**Dataset items**

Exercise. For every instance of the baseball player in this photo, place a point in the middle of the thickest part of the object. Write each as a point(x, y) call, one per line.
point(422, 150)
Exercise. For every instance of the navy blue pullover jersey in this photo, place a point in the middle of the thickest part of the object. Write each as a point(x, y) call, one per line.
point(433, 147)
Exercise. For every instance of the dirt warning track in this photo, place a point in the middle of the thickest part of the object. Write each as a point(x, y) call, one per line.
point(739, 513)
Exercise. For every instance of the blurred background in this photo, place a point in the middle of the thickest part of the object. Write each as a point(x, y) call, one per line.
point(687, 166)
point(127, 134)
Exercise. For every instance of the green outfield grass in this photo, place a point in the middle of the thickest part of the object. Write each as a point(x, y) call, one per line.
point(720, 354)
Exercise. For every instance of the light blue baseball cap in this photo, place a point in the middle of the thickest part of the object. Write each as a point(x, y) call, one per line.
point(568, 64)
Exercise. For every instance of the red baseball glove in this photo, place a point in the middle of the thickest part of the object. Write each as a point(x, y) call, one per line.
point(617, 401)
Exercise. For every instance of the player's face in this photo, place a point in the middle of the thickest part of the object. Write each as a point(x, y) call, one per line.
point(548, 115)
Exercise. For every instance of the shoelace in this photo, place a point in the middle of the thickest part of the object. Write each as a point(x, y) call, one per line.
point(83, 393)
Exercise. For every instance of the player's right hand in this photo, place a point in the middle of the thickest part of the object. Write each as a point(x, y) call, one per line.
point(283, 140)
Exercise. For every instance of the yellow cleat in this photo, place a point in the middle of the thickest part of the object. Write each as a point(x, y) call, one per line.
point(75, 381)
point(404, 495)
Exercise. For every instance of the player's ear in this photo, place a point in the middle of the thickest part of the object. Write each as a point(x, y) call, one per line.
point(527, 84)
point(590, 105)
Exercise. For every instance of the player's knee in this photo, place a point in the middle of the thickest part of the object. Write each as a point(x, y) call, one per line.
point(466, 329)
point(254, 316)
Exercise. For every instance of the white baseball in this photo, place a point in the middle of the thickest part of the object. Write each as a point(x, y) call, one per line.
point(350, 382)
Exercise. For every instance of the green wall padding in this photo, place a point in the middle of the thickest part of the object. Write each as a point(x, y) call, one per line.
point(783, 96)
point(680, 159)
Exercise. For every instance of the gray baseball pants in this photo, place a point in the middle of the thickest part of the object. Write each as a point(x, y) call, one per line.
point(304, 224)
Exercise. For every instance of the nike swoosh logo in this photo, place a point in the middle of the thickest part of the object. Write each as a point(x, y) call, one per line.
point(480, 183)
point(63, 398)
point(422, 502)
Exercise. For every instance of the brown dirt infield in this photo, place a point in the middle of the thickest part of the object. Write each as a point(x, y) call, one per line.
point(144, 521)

**Task instructions**
Rewrite all of the lines above, swapping "thickest part" for "widest part" and leaving everything else unchanged.

**Answer to this problem**
Exercise. For every instance of the baseball player in this photo, place a point in the middle of the widest part of the object. Write each as a point(x, y) call, one per line.
point(422, 150)
Exercise. For every instance of the navy blue pullover jersey in this photo, place a point in the middle of the widest part of the object. Write each as a point(x, y) call, one per line.
point(433, 147)
Exercise. For every instance of the dirt warning track in this photo, place a point in the middle of the widest part of the object. Write each as a point(x, y) call, one per line.
point(739, 513)
Exercise. For every instance of the blurred background in this photo, place a point in the middle of the widest part of the object. Write each as a point(x, y) call, one per line.
point(687, 166)
point(127, 134)
Exercise. For every instance of the green outfield grass in this photo, place a point in the middle of the widest part of the object. Write each as a point(x, y) call, one per line.
point(720, 354)
Exercise. For every instance of the light blue baseball cap in this photo, place a point in the middle of the widest part of the object. Write each as a point(x, y) call, one per line.
point(568, 64)
Exercise. For every instance of the red baseball glove in this photo, place a point in the middle of the widest part of the object. Write each as a point(x, y) call, one per line.
point(617, 401)
Exercise. For every instance of the player's face in this photo, place a point in the middle of the widest part of the object. Write each as a point(x, y) call, one per line.
point(548, 115)
Exercise. For every instance of the shoelace in this photo, place a point in the middle of the widest part of the object. Write each as a point(x, y) call, one per line.
point(83, 393)
Exercise. For every instance of the player's right hand in this photo, place a point in the middle of the widest part of the object. Write each as a point(x, y) call, one per line.
point(283, 140)
Exercise. For every instance of the yellow cleat in this photo, place a point in the middle of the widest part of the object. Write each as a point(x, y) call, one per line.
point(75, 381)
point(404, 495)
Exercise. For every instance of the player's ear in this photo, place a point in the middle of the widest part of the object. Write each as a point(x, y) call, one per line.
point(527, 84)
point(590, 105)
Exercise. For every instance of the player's knee in this photo, place a point in the middle of the widest part of the object. Write each as a point(x, y) call, one per line.
point(466, 329)
point(254, 316)
Exercise. For every instance of the white baseball in this photo, place a point in the middle of the widest part of the object. Write each as a point(x, y) call, one per line.
point(350, 382)
Exercise. For every instance of the green wall padding in this photo, place a point in the middle of the widest part of the object. Write each as a point(x, y) call, one per line.
point(783, 96)
point(680, 159)
Exercise. For every instance of the gray baseball pants in this photo, place a point in the middle of the widest part of the object. Write each as a point(x, y) call, one per line.
point(304, 224)
Exercise. For every instance of the nike swoosh logo in this photo, place a point in the middle of the widest part of the object. Write each as a point(x, y) call, one per line.
point(480, 183)
point(63, 398)
point(422, 502)
Exercise. For every instance of the brown dirt infield in this photo, place a point in the middle of the widest part of the object. Write each as a point(x, y) call, one per line.
point(144, 521)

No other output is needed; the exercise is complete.